___ Record set

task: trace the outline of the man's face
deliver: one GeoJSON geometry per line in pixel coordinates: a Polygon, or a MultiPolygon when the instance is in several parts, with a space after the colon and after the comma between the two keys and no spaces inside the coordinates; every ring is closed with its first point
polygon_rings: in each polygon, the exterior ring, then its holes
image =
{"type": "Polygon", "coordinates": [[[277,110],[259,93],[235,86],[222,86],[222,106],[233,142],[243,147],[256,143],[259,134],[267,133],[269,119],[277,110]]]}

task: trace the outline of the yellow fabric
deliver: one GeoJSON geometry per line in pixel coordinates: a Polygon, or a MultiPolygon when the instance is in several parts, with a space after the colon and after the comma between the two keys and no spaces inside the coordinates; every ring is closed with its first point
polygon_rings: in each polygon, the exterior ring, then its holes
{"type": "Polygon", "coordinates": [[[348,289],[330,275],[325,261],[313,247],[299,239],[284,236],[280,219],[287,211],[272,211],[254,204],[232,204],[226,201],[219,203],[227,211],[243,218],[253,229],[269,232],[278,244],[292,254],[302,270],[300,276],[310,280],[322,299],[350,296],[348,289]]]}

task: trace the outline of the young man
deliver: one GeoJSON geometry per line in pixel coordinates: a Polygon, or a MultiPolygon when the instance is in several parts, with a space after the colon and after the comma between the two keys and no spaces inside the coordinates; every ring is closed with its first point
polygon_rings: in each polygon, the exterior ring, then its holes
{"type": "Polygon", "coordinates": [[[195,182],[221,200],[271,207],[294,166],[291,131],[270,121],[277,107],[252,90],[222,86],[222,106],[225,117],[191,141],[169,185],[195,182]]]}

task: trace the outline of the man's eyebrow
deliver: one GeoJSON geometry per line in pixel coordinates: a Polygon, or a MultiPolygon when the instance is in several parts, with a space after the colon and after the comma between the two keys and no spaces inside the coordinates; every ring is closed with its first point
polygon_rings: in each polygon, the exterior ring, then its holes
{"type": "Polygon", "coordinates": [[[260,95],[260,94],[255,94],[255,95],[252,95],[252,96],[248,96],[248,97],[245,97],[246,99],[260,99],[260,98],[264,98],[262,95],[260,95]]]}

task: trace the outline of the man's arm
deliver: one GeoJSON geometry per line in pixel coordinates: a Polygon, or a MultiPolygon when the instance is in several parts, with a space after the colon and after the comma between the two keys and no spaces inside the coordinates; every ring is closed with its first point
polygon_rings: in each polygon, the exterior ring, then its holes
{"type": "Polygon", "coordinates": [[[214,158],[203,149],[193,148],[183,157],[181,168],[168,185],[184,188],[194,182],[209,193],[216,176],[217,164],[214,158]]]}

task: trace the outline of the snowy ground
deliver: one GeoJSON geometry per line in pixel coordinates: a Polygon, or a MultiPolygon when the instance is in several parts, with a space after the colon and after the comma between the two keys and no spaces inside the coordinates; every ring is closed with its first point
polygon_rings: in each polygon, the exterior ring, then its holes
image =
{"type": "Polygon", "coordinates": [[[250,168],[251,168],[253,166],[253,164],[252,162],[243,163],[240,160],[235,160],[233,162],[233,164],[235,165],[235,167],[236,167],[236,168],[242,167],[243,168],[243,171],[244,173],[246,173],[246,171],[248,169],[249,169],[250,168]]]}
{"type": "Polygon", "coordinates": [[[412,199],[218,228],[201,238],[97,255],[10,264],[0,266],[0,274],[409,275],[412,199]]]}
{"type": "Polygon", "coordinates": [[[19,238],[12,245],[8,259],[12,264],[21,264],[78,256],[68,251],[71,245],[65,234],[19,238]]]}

______

▶ _Your goal_
Rewrite all of these lines with "outline" swapped for "contour" and nothing else changed.

▶ _In response_
task: trace the contour of the man's face
deliver: one GeoJSON geometry per line in pixel coordinates: a Polygon, or a MultiPolygon when the instance is in several parts, with a space after the colon and after the comma between the two keys and no spaces inside the coordinates; every ring is closed with its first point
polygon_rings: in each polygon, the exterior ring, then its holes
image =
{"type": "Polygon", "coordinates": [[[277,110],[259,93],[235,86],[222,86],[222,106],[233,142],[243,147],[256,143],[259,134],[267,133],[269,119],[277,110]]]}

task: trace the contour of the yellow fabric
deliver: one GeoJSON geometry per line in pixel coordinates: a Polygon, or a MultiPolygon when the instance is in several parts, with a space after the colon and after the comma between the two keys and no spaces inside the coordinates; every ring is closed with its first point
polygon_rings: in each polygon, the exterior ring, then its holes
{"type": "Polygon", "coordinates": [[[348,289],[330,275],[325,261],[313,247],[299,239],[284,236],[280,219],[287,211],[272,211],[254,204],[232,204],[226,201],[219,203],[227,211],[243,218],[253,229],[269,232],[278,244],[292,254],[302,270],[300,276],[310,280],[322,299],[350,296],[348,289]]]}

task: trace the contour of the young man
deliver: one GeoJSON geometry per line in pixel coordinates: a Polygon, or a MultiPolygon when the instance is in several parts, with a space after the colon and after the comma between the two keys and no spaces inside the coordinates; every ring is closed with its first point
polygon_rings: in each polygon, the exterior ring, then its holes
{"type": "Polygon", "coordinates": [[[195,182],[221,200],[271,207],[294,166],[291,131],[270,121],[277,107],[252,90],[222,86],[222,106],[225,117],[191,141],[169,185],[195,182]]]}

task: trace the contour of the man's eyebrow
deliver: one GeoJSON geometry per line in pixel coordinates: a Polygon, or a MultiPolygon when the instance is in several parts, with a space after the colon and after the comma between the two keys and no spaces inside the coordinates; every ring is closed with its first point
polygon_rings: in each polygon, the exterior ring, then its holes
{"type": "Polygon", "coordinates": [[[260,95],[260,94],[255,94],[255,95],[252,95],[252,96],[248,96],[248,97],[245,97],[246,99],[260,99],[260,98],[264,98],[262,95],[260,95]]]}

task: trace the contour of the man's arm
deliver: one GeoJSON geometry per line in pixel coordinates: a Polygon, or a MultiPolygon when the instance is in several parts, with a space after the colon and after the comma between the two keys and no spaces inside the coordinates; every ring is closed with its first point
polygon_rings: in each polygon, the exterior ring, then its holes
{"type": "Polygon", "coordinates": [[[214,158],[203,149],[193,148],[183,157],[181,168],[168,185],[184,188],[194,182],[209,193],[216,176],[217,164],[214,158]]]}

task: trace the contour of the snowy ground
deliver: one GeoJSON geometry per line in pixel coordinates: a Polygon, or a MultiPolygon when the instance is in several parts, with a space after the colon and after the comma between the two keys and no spaces inside the coordinates; every ring is closed with its first point
polygon_rings: in each polygon, the exterior ring, then its holes
image =
{"type": "Polygon", "coordinates": [[[250,168],[251,168],[253,166],[253,164],[252,162],[243,163],[240,160],[235,160],[233,162],[233,164],[235,165],[235,167],[236,167],[236,168],[242,167],[243,168],[243,171],[244,173],[246,173],[246,171],[248,169],[249,169],[250,168]]]}
{"type": "Polygon", "coordinates": [[[412,199],[218,228],[201,238],[97,255],[10,264],[0,266],[0,274],[409,275],[412,199]]]}
{"type": "Polygon", "coordinates": [[[19,238],[12,245],[8,259],[12,264],[21,264],[78,256],[68,251],[71,245],[65,234],[19,238]]]}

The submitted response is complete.